Brano estratto:

=-=-=

Buongiorno #amici, oggi è il grande giorno di Scenicchia una Sega #2, terza serata. Raga importante: siamo in via Pisanelli 2, vicino a Piazza del Popolo, alla sede di minimum fax. Non fate cagate, non andate per funghi. Qui tutte le info sui giudici e i concorrenti della serata. 

Mi raccomando bestiole, alle 18:30 Ramses II e Marinelli apriranno la serata con Vanni Santoni e la presentazione del suo romanzo I Fratelli Michelangelo.

Ma ormai lo sappiamo: ogni volta che il vate Santoni poggia i piedi su suolo romano, il nostro Capitan Frau salta il Mediterraneo pur di raggiungerlo. Egli non ha letto il libro, eppure ne ha acquistato un copia solo per avere l’occasione di avvicinarsi a Vanni e sussurrargli “questa città è troppo piccola per tutti e due”, sperando che poi Vanni sia di buon umore.

Come dicevamo, non l’ha letto, ma l’ha recensito A colpo sicuro, oggi, qui su Verde. Per la vostra gioia. Ci vediamo stasera, vi vogliamo bene.

Esiste un’autostrada in cui girano senza sosta gli scrittori italiani di ogni età e di ogni tempo. È l’autostrada del GRI, il grande romanzo italiano. I dannati la percorrono come fosse una rotonda infernale alla ricerca dell’idea definitiva, quella giusta. Il pedaggio da pagare sono le notti insonni, le litigate con le persone care, l’ulcera, la sciatica e l’alopecia precoce. Solo pochi eletti riescono a conquistare il sacro GRI, il grande romanzo che dona l’immortalità, ma muoiono tutti prima di godersi il successo.
I fratelli Michelangelo, lo diciamo subito, è una Prius a un rally di bifolchi americani, si muove ibrido e green tra gli schiamazzi alcolici.

=-=-=

Dati mostrati:
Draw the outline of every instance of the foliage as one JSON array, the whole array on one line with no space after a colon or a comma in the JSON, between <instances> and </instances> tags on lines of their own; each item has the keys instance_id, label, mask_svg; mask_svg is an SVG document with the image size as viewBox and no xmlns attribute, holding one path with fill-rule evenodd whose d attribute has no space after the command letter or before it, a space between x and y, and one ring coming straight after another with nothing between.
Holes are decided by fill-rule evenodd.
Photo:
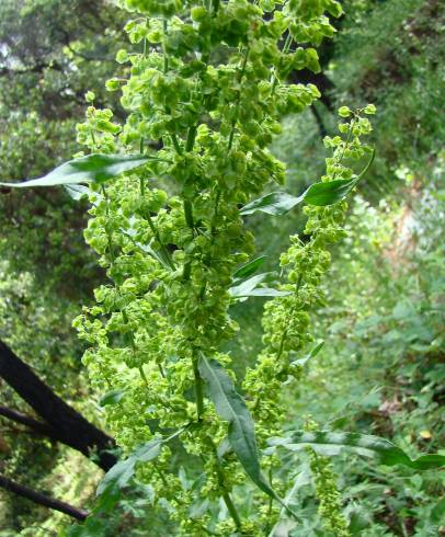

=-=-=

Il compito: Puoi proseguire il brano sulla recensione de I fratelli Michelangelo, ripartendo subito dopo la sua ultima frase?

Risultato atteso:
Gli autori circolano in tondo, sulla G distesa e molle, come un sigillo a un tempo esiziale e stanco, lentissimi, come squali intorno alla preda, che in questo caso è la loro coda. I cerchi concentrici girano e girano sull’acqua, ipnotizzandoli. Quando gli autori di ogni età e d’ogni tempo si ridestano dal torpore e scorgono Vanni con i suoi Fratelli Michelangelo, lo indicano e sussurrano: “Guardatelo, guardatelo, quello è nostro fratello”. E Vanni non sa se compiacersi e gioire di questo riconoscimento, d’esser stato ammesso al loro circolo, oppure se avere paura, se aver ribrezzo di loro, del loro velleitarismo, se compatire il loro vacuo errare, la loro presunzione, novelli Prometeo con accendini bic scarichi. Vanni si rivede in loro e quello che vede non gli piace. Vanni, ancestrale e ferino, i peli ispidi, sulle spalle più che sul petto, agita la sua pietra focaia, sale sulla sommità di Palazzo Vecchio e urla: “ho già arso Firenze, ora tocca a voi!” Ma editori mainstream a bordo di aerei dannunziani lo sorvolano, lo accerchiano e placano la sua furia battendo la sua pietra con la carta di contratti irrinunciabili e proposte lusinghiere.
Sono molto contento di aver letto I fratelli Michelangelo al momento dell’uscita. Non mi era capitato con Sbiadire di Paolo Gamerro, Gli affetti provvisori di Anna Adornato e Il vitalizio di Solange di Wu ming 88 che ho letto dopo anni. Leggerlo ora mi ha conferito un intenso effetto di proiettamento nel futuro. È stato un raggio nella caligine del futuro. Ma questo raggio è pubblicato da una grande casa editrice che, come tutte le piccole case editrici nel sistema editoriale italiano di oggi, ha difficoltà a portare nelle librerie i propri libri, specie in Sardegna.
Prima di proseguire vorrei affermare con forza che il romanzo è vivo e sta anzi benissimo, e ogni giorno conquista nuovi pezzetti di territorio all’esistente. Consiglio questo libro, quale ‘‘lettura indimenticabile”, da leggersi per intero e in rigoroso ordine cronologico, soprattutto per un motivo: la quasi impossibilità di una recensione.
Per questo motivo la mia non sarà una recensione classica come quelle scritte in passato. Come diceva Foster Wallace: “oltre l’adulazione, c’è solo il roast”.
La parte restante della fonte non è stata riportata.